Please don't say stuff like that.

As a 20-something who was in diapers during the dot-com boom, I really appreciate your insight. Thanks for sticking around on HN!

what're you finding better than cursor now?

Claude Code with Pro, Max100, or Max200 subscriptions. Works with any IDE including none.

For the time being, nothing comes close, at least for me.

Can you please share your Claude usage workflow?

I use Github copilot and often tend to be frustrated. It messes up old things while making new. I use Claude 4 model in GH CP.

I use github copilot chat right now. First I use ask mode to ask it a question about the state of the codebase outlining my current understanding of the condition of the code. "I'm trying to x, I think the code currently does y." I include a few source files that I am talking about. I correct any misconceptions about the plan the llm may have and suggest stylistic changes to the code. Then once the plan seems correct, I switch to agent mode and ask it to implement the change on the codebase.

Then I'll look through the changes and decide if it is correct. Sometimes can just run the code to decide if it is correct. Any compilation errors are pasted right back in to the chat in agent mode.

Once the feature is done, commit the changes. Repeat for features.

Does it remember context from chat mode and when you switch to agent mode?

Cline is absolutely fantastic when you combine it with Sonnet 4. Always use plan mode first and always have it write tests first (have it do TDD). It changed me from a skeptic to a believer and now I use it full time.

How much is it costing you?

I use Roo Code (Cline fork) and spend roughly $15-30/mo by subscribing to Github Copilot Pro for $10/mo for unlimited use of GPT-4.1 via the VS Code LM API, and a handful of premium credits a month (I use Gemini 2.5 Pro for the most part).

Once I max out the premium credits I pay-as-you-go for Gemini 2.5 Pro via OpenRouter, but always try to one shot with GPT 4.1 first for regular tasks, or if I am certain it's asking too much, use 2.5 Pro to create a Plan.md and then switch to 4.1 to implement it which works 90% of the time for me (web dev, nothing too demanding).

With the different configurable modes Roo Code adds to Cline I've set up the model defaults so it's zero effort switching between them, and have been playing around with custom rules so Roo could best guess whether it should one shot with 4.1 or create a plan with 2.5 Pro first but haven't nailed it down yet.

[Dataset excerpts]
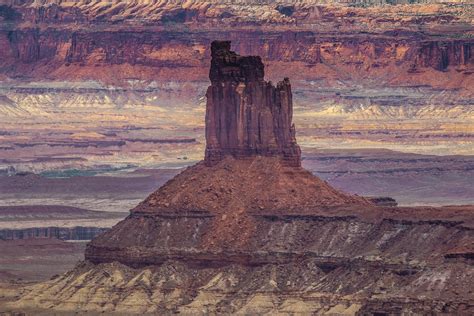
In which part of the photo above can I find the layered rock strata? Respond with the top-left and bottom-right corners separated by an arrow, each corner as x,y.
3,42 -> 474,315
205,41 -> 301,167
0,0 -> 474,94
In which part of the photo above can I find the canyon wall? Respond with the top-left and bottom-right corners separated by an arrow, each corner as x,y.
205,41 -> 301,166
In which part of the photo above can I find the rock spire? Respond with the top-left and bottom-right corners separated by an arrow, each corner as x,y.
205,41 -> 301,167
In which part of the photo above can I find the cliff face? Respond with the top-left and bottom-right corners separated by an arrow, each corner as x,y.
0,1 -> 474,92
205,42 -> 301,167
4,42 -> 474,315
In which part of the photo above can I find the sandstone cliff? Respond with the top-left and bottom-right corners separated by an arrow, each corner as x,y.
205,42 -> 301,167
7,42 -> 474,315
0,1 -> 474,93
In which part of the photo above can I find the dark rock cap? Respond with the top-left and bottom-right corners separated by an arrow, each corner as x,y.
209,41 -> 264,82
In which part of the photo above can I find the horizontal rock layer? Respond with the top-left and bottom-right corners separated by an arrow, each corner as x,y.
0,1 -> 474,90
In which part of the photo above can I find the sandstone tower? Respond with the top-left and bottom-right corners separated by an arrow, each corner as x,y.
205,41 -> 301,167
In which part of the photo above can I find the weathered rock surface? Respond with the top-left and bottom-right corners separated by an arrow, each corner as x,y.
1,42 -> 474,315
205,41 -> 301,167
0,0 -> 474,93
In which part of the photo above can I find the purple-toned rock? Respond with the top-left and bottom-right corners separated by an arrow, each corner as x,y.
205,41 -> 301,167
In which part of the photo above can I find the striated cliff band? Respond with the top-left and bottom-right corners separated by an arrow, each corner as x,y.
0,0 -> 474,95
4,42 -> 474,315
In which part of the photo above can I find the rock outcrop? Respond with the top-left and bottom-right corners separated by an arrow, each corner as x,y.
0,0 -> 474,94
3,42 -> 474,315
205,41 -> 301,167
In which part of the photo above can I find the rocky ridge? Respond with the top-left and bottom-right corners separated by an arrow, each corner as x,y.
205,41 -> 301,167
3,44 -> 474,315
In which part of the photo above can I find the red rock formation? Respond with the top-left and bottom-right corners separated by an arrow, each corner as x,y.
205,41 -> 301,167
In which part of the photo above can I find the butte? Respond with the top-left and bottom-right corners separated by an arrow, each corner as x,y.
11,41 -> 474,315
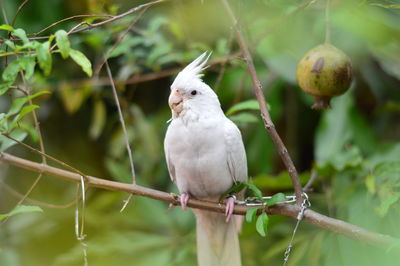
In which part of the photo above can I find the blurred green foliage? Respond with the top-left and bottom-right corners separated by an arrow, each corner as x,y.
0,0 -> 400,266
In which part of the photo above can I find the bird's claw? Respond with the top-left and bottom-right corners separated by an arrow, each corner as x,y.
225,196 -> 236,222
179,193 -> 189,211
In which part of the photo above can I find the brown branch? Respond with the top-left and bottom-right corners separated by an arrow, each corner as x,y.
53,51 -> 242,87
1,0 -> 169,41
221,0 -> 303,205
0,152 -> 400,248
27,14 -> 114,36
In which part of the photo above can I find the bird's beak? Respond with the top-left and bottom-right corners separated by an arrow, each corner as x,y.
168,90 -> 183,114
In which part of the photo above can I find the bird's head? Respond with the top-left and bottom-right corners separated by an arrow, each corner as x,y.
168,52 -> 221,117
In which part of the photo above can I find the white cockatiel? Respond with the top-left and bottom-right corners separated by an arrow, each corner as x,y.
164,53 -> 247,266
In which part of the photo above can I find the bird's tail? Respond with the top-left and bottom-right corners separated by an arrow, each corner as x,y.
194,210 -> 242,266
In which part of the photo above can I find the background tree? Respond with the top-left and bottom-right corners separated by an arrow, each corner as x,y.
0,0 -> 400,265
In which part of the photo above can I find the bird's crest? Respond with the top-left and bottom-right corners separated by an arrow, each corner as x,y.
171,52 -> 211,88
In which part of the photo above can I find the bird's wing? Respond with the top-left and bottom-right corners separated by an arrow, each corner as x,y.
164,132 -> 176,182
224,119 -> 247,182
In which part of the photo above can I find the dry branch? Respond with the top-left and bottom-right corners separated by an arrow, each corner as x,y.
221,0 -> 303,205
0,153 -> 394,248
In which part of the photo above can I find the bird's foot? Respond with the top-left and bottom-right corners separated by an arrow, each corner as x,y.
225,196 -> 236,222
179,193 -> 189,211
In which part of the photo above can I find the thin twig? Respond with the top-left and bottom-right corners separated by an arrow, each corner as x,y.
254,0 -> 318,46
105,59 -> 136,212
96,7 -> 149,74
325,0 -> 331,44
1,0 -> 9,25
214,31 -> 234,92
54,51 -> 242,87
31,14 -> 114,36
11,0 -> 29,26
303,169 -> 318,192
221,0 -> 303,205
0,152 -> 400,249
0,173 -> 43,225
1,133 -> 86,177
2,0 -> 169,41
0,180 -> 80,209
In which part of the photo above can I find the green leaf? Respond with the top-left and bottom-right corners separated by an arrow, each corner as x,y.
4,40 -> 15,50
246,183 -> 262,200
8,105 -> 39,130
0,205 -> 43,221
69,49 -> 92,77
246,208 -> 259,223
0,129 -> 28,152
18,56 -> 36,79
219,182 -> 246,201
369,3 -> 400,9
18,121 -> 39,142
0,24 -> 14,31
226,100 -> 269,115
7,90 -> 50,117
2,59 -> 21,83
55,30 -> 71,59
36,41 -> 52,76
0,82 -> 12,96
256,212 -> 269,237
267,193 -> 286,206
12,29 -> 29,44
229,113 -> 258,124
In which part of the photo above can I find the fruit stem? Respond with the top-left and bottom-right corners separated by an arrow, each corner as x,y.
311,96 -> 331,110
325,0 -> 331,44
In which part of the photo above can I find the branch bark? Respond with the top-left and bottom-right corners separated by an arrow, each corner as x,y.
0,153 -> 394,248
221,0 -> 303,205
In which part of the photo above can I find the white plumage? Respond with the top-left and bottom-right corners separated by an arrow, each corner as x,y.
164,53 -> 247,266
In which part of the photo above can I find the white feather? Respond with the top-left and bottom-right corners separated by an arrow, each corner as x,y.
164,53 -> 247,266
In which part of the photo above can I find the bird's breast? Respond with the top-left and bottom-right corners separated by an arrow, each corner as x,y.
166,117 -> 233,198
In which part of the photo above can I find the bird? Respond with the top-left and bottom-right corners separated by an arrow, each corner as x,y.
164,52 -> 248,266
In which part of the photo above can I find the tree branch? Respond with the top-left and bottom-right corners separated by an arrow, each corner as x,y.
221,0 -> 303,205
0,152 -> 400,248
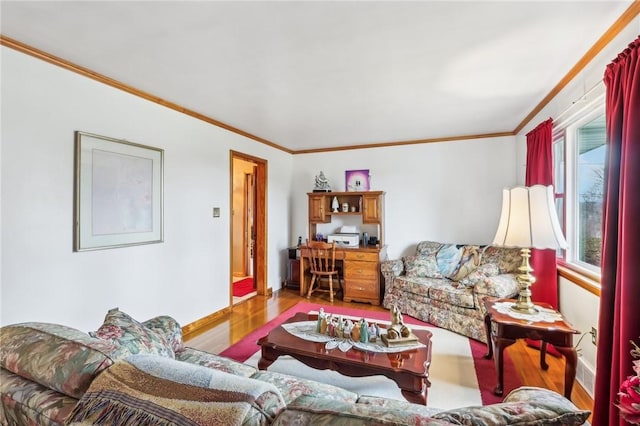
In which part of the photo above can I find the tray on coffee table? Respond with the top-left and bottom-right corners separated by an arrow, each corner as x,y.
258,313 -> 431,405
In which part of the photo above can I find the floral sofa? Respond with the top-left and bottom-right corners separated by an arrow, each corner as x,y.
381,241 -> 521,343
0,309 -> 590,426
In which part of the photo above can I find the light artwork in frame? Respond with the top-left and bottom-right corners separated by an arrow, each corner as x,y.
73,131 -> 164,251
344,169 -> 370,192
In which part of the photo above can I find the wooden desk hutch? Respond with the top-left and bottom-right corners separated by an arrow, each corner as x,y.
300,191 -> 387,305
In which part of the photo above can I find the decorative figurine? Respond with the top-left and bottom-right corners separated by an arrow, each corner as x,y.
360,318 -> 369,343
331,197 -> 340,213
313,170 -> 331,192
380,305 -> 418,346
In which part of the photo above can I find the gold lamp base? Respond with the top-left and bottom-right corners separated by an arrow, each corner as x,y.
511,248 -> 538,314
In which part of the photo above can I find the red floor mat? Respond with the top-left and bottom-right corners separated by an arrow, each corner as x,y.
233,277 -> 255,297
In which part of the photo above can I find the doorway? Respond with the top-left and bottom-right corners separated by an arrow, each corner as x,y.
230,151 -> 267,306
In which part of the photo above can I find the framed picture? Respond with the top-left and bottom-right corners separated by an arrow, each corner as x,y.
73,132 -> 164,251
344,169 -> 370,192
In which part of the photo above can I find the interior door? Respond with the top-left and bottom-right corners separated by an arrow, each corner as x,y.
244,169 -> 256,276
229,151 -> 270,306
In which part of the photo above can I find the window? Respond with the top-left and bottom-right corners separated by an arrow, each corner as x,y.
553,105 -> 607,275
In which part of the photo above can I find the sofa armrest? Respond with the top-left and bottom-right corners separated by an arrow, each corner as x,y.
433,387 -> 591,426
473,274 -> 519,298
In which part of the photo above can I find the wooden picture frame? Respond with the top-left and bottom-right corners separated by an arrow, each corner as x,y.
344,169 -> 371,192
73,131 -> 164,251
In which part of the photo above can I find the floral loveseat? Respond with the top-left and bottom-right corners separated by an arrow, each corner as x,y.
381,241 -> 522,343
0,309 -> 590,426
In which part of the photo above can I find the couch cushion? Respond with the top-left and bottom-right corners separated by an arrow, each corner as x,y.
480,246 -> 522,274
0,368 -> 78,426
429,278 -> 475,309
416,241 -> 444,256
273,395 -> 449,426
0,322 -> 119,398
251,370 -> 358,405
451,245 -> 482,281
433,387 -> 591,426
68,355 -> 284,426
459,263 -> 500,287
176,347 -> 258,377
90,308 -> 175,358
396,275 -> 446,297
436,244 -> 462,278
125,355 -> 285,424
142,315 -> 184,354
473,274 -> 520,298
402,255 -> 442,278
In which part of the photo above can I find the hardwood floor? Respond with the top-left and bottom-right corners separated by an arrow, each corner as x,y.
185,289 -> 593,418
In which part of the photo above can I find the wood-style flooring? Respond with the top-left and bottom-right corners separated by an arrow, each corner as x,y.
186,289 -> 593,418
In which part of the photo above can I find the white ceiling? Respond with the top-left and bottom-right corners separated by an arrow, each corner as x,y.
0,0 -> 632,151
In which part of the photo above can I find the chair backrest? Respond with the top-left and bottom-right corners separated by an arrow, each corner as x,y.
307,241 -> 336,273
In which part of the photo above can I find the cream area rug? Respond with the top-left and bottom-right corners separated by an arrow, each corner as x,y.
221,303 -> 521,409
245,326 -> 482,409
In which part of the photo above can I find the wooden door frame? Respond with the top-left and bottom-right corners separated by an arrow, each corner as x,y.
229,150 -> 268,307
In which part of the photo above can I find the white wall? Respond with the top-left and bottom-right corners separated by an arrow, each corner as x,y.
517,17 -> 640,392
0,47 -> 293,330
290,137 -> 516,259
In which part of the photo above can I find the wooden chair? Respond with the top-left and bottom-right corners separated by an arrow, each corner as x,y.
307,241 -> 341,302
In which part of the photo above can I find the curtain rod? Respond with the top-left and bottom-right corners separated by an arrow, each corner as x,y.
553,80 -> 604,122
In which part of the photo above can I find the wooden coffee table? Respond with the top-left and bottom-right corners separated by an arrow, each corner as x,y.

## [Exercise 1]
In the comment thread about AI coding tools, roughly how much does the Roo Code user say they spend per month?
## [Exercise 2]
Continue the comment thread about AI coding tools from its last comment.
You won't need the records for anything here.

## [Result 1]
Roughly $15-30 a month.

## [Result 2]
As much as you theoretically want to spend, since it's pay-per-use.

I spend $200/month by using Sonnet 4. Could be higher if you want to use Opus.

Devin is light years ahead of Cursor. It’s not even the same category!

I stopped writing code by hand almost entirely and my output (measured in landed PRs) has been 10x

And when I write code myself then it’s gnarly stuff and I want AI to get out of my way…so I just use Webstorm

I genuinely don't understand what value Cursor itself brings. It's like a wrapper for some APIs, right? As far as I can tell there's like four actual AI firms in the world and everyone else is trying to whitelabel. It reminds me of the hosting industry in the early 2000s.

> I genuinely don't understand what value Cursor itself brings. It's like a wrapper for some APIs, right? As far as I can tell there's like four actual AI firms in the world and everyone else is trying to whitelabel. It reminds me of the hosting industry in the early 2000s.

Yes, there's (maybe?) four, but they're at the very bottom of the value chain.

Things built on top of them will be higher up the value chain and (in theory anyway) command a larger margin, hence a VC rush into betting on which company actually makes it up the value chain.

I mean, the only successes we see now are with coding agents. Nothing else has made it up the value chain except coding agents. Everything else (such as art and literature generation) is still on the bottom rung of the value chain.

That, by definition alone, is where the smallest margins are!

Amazing how folks make comments without even trying it and especially making a comment similar to how Dropbox is simply rsync, right?

It is a lot less trivial than people like yourself make it out to be to get an effective tool chain and especially do it efficiently.

> I genuinely don't understand what value Cursor itself brings. It's like a wrapper for some APIs, right?

By similar token Windows is mostly a wrapper around Intel and AMD and now Qualcomm CPUs. Cursor/Windsurf add a lot of useful functionality. So much so so that Microsoft GitHub Copilot is losing marketshare to these guys.

It's a very well done wrapper that improves your coding productivity a lot.

The problem is that they have no moat and the underlying provider can easily cut them out.

I think you underestimate the difficulty in getting the tool chain running efficiently in the IDE. It's a significant moat and I suspect their spend is too attractive to cut them off from an API especially when most of the model providers are not exactly competing fully in this space yet or at least not with the same enthusiasm.

> and the underlying provider can easily cut them out

what? Do you think providers (or their other customers) don’t care about the business implications of a decision like this? All so that cursor can bring their significant customer base to a nearly-indistinguishable competitor?

Not really, it's pretty hard to get the editor and code editing via AI working as well as they did.

Not really much a of stuck bubble this time, though. Besides Nvidia and a handful of other HW companies, at least. Almost all of the very high valuations are for private companies and usually the amount of actual money involved in is relatively low.

Feels nothing like the same. The .com bubble was largely companies with no business, unchanged revenue but still having massive swings in price in private and public markets.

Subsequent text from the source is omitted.